説明

保護層転写シート

【課題】 長期保管後や、高温保管後に、保護層転写の際に、基材シートと剥離層との剥離力の増加による保護層転写の剥離不良を防止した保護層転写シートを提供する。
【解決手段】 基材シート2の一方の面に、耐熱滑性層6を有し、該基材シート2の前記耐熱滑性層6の設けられた面と反対側の面の少なくとも一部に、熱転写可能な保護層7を設けた保護層転写シート1において、該保護層7が基材シート2側から剥離層3、プライマー層4、接着層5を順次積層し、該剥離層3は溶液酸価が2以下であるアクリル系共重合体樹脂からなることを特徴とする。また、前記のプライマー層がアルミナゾルのコロイド状超微粒子を含有する組成物から形成されていることが好ましく、剥離層と接着層との密着性を高かめ、保護層の熱転写時に、保護層の基材シートからの剥離性を良くする結果につながる。
- - - - - - -
* [課題セット]
1 > 保護層転写シートの文章では、剥離層はどのような樹脂からなるとされていますか。
2 > 保護層転写シートの文章を、最後の文の後から書き継いでください。

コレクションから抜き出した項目
- - - - - - -
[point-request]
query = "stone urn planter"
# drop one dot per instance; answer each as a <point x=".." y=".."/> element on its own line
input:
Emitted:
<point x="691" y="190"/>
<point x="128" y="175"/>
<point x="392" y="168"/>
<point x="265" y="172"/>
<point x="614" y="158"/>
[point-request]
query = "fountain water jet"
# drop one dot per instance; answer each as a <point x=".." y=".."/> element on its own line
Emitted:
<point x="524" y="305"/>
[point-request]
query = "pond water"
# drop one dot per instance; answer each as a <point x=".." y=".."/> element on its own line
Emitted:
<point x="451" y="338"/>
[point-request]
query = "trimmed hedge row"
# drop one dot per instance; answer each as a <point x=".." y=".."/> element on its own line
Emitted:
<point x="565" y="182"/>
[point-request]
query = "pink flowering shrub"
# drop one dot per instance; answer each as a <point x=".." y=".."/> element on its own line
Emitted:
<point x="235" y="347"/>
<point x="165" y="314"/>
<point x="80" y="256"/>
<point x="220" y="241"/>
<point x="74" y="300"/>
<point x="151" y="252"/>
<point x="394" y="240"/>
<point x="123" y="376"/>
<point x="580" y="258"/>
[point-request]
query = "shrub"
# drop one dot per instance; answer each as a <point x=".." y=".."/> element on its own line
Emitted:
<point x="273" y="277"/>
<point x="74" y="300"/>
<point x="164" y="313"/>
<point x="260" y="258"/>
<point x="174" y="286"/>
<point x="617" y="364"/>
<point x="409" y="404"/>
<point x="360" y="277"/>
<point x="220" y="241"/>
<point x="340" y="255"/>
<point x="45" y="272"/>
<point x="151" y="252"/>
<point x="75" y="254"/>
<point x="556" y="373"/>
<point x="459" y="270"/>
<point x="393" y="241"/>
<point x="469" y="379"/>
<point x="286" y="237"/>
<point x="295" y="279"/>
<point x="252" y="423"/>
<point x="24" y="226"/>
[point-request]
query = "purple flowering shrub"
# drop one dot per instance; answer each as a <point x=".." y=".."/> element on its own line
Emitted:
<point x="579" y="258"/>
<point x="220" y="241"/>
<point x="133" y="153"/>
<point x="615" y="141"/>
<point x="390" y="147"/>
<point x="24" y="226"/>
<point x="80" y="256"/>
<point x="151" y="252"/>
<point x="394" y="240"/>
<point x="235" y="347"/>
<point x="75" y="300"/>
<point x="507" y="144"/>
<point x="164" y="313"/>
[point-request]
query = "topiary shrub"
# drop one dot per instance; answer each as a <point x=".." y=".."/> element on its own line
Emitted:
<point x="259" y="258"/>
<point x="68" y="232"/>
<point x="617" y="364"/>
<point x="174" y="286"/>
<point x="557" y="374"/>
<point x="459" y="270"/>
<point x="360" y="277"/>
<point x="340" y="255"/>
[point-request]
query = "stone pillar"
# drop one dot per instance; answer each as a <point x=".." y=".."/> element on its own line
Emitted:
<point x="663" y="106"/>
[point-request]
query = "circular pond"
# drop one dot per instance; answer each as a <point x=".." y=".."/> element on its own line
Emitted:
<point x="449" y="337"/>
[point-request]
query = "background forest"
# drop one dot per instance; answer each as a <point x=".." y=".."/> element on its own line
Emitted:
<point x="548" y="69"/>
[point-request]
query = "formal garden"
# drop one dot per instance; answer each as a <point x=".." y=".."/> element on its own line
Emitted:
- - - - - - -
* [解答済みの課題]
1 > 溶液酸価が2以下であるアクリル系共重合体樹脂です。

2 >
【発明の詳細な説明】
【技術分野】
【0001】
本発明は、保護層転写シートに関し、特に基材シートの一方の面に、耐熱滑性層を有し、該基材シートの前記耐熱滑性層の設けられた面と反対側の面の少なくとも一部に、熱転写可能な保護層を設けた保護層転写シートにおいて、該保護層が基材シート側から剥離層、プライマー層、接着層を順次積層した構成で、長期保管後や、高温保管後に、保護層転写の際に、基材シートと剥離層との剥離力の増加による保護層転写の剥離不良を防止した保護層転写シートに関するものである。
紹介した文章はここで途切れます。